### YOUR OBJECTIVE
Lines below starting with the line with "Target: tree line" and going on through the line with "pixel 672 231" must be output exactly; the rest of the records must be left out.

Start of AVAILABLE DATA

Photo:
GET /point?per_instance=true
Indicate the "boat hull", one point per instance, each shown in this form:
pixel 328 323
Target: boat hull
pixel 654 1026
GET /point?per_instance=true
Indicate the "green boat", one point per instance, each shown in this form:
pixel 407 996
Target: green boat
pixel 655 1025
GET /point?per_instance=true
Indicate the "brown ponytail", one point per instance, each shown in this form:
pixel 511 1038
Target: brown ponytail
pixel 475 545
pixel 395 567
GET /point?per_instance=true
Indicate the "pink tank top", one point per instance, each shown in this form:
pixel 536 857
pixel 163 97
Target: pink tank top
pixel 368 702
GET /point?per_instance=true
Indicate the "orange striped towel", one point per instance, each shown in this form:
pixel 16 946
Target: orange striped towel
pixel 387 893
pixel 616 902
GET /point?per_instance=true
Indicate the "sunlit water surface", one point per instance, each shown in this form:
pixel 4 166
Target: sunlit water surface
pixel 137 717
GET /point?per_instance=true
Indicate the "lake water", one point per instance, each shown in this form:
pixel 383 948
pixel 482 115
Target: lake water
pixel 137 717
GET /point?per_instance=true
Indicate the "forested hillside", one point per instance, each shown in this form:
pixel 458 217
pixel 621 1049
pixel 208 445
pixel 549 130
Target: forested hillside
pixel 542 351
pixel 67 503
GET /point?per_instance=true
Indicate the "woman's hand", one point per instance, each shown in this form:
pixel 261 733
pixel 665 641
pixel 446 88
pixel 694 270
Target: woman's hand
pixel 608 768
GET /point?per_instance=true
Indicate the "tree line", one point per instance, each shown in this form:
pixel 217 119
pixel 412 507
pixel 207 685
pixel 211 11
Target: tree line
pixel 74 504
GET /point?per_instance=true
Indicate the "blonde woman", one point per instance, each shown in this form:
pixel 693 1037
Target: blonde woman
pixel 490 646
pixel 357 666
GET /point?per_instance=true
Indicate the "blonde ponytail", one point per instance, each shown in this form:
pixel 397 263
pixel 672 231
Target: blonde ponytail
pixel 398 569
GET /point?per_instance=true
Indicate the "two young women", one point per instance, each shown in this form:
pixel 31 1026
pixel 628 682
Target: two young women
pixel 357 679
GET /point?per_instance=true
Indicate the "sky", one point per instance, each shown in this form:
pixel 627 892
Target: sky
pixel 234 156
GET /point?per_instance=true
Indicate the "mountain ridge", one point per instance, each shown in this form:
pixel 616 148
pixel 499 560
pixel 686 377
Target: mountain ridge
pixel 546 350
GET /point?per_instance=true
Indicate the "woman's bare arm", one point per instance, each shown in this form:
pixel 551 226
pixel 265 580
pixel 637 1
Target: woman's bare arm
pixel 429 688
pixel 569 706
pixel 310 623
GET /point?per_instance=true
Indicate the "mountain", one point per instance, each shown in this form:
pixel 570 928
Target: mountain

End of AVAILABLE DATA

### COMPLETED TASK
Target: tree line
pixel 74 504
GET /point?per_instance=true
Indicate the "blonde woman", one point per instance, each shown in this form:
pixel 693 1037
Target: blonde woman
pixel 490 646
pixel 357 666
GET /point?per_instance=true
Indicate the "blonde ponytail", one point per instance, each shown in this form:
pixel 397 263
pixel 672 231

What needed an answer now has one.